Exercise task: Write out all of the lines below again, including the request, and shift every bounding-box coordinate in the answers by -38. Keep the numbers in the request and in its format sample unchanged.

Records taken from a data source:
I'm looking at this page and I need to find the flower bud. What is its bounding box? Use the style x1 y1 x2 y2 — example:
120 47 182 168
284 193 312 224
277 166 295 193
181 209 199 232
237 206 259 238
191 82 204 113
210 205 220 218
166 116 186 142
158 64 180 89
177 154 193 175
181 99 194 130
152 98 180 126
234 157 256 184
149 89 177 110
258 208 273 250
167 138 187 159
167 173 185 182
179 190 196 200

Solution to this task:
I'm looking at this page and I need to find the flower bud. What is its bounding box? Use the style x1 y1 x2 y2 — example:
120 47 182 168
246 155 274 186
239 128 257 155
143 171 161 194
199 168 221 200
153 44 166 75
172 167 182 180
128 78 148 104
120 26 142 51
139 116 155 137
143 61 156 92
114 60 142 88
196 119 218 146
111 51 139 72
220 170 235 212
129 100 149 121
129 135 147 144
141 152 158 162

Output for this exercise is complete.